Given request →
Can you write out every row below again, swapping "report" for "list" wherever it appears, changing nothing else and leaving the pictures out?

:: Records

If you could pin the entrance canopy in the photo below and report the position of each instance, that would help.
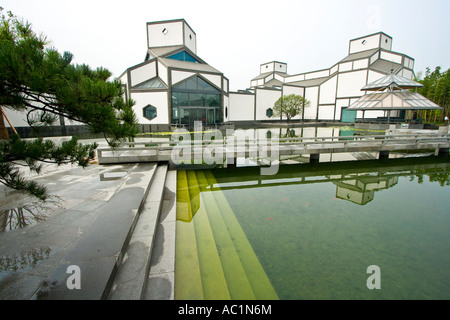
(392, 93)
(396, 100)
(392, 82)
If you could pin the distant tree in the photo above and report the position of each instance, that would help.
(43, 84)
(436, 87)
(290, 106)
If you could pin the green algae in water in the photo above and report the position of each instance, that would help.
(316, 229)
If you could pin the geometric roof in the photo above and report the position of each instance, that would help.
(392, 82)
(395, 100)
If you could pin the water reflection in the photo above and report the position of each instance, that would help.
(16, 218)
(354, 182)
(25, 261)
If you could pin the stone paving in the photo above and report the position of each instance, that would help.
(86, 223)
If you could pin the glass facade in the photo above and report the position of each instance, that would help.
(183, 56)
(196, 100)
(149, 112)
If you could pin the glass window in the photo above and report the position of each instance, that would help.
(213, 100)
(196, 100)
(149, 112)
(152, 83)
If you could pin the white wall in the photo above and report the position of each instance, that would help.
(317, 74)
(311, 94)
(174, 35)
(373, 75)
(190, 39)
(241, 106)
(17, 118)
(162, 73)
(386, 42)
(143, 73)
(156, 99)
(391, 57)
(326, 112)
(213, 78)
(360, 64)
(339, 104)
(265, 99)
(178, 76)
(350, 84)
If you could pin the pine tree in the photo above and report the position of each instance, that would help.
(44, 84)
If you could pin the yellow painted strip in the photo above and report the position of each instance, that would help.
(238, 284)
(213, 279)
(258, 279)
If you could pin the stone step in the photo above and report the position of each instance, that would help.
(161, 279)
(213, 278)
(99, 250)
(237, 280)
(187, 267)
(130, 281)
(260, 283)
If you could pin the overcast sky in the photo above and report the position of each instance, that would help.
(236, 37)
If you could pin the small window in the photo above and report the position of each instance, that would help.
(149, 112)
(183, 56)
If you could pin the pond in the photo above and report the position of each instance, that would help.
(313, 230)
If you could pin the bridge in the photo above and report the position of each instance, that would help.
(227, 150)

::::

Exercise output →
If you could pin the entrance canopy in the photo below and list the position of each instance, that would help.
(392, 93)
(396, 100)
(392, 82)
If you could pin the distant tree in the photo above and list the position of each instance, that would help.
(43, 84)
(436, 87)
(290, 106)
If you could pin the green algae in water in the photo above and list the position of each instance, that would help.
(316, 229)
If you could pin the geometric roof in the photo above and list the position of each instance, that would help.
(392, 82)
(395, 100)
If you could pin the water reflection in the photo above and list the position of each instance, that would help.
(16, 218)
(354, 182)
(25, 261)
If you could pin the stone paving in the photo above and list the position of each instance, that would help.
(86, 223)
If you could pin the glass facade in the photo above and list the position of each instance, that would help.
(183, 56)
(196, 100)
(149, 112)
If you could pin the glass window in the photo above and list the position of each instance, that would help.
(213, 100)
(196, 100)
(149, 112)
(152, 83)
If you could pin the white wall in the photo above and list the position of each instance, that would help.
(317, 74)
(311, 94)
(174, 35)
(373, 75)
(190, 39)
(241, 106)
(17, 118)
(162, 73)
(386, 42)
(143, 73)
(156, 99)
(391, 57)
(326, 112)
(213, 78)
(360, 64)
(339, 104)
(265, 99)
(178, 76)
(350, 84)
If you could pin the pine tree in the photo above and list the position of each instance, that would help.
(44, 84)
If you could pin the yellow painted strip in the photo above and list the position of each instance, that would help.
(238, 284)
(213, 279)
(258, 279)
If you could pin the stone step in the photo above and list the position of each instance, that would help.
(161, 279)
(213, 278)
(99, 250)
(237, 280)
(187, 267)
(130, 281)
(260, 283)
If you could pin the overcast sky in the photo above and list the position of each instance, that would help.
(236, 37)
If you could pin the small window in the photo above and list the position of each instance, that would help.
(149, 112)
(183, 56)
If you could pin the pond in the photo above and list the position of each instance, that would help.
(313, 230)
If you could pin the bridge in the photo above and list the position of each instance, that would help.
(227, 150)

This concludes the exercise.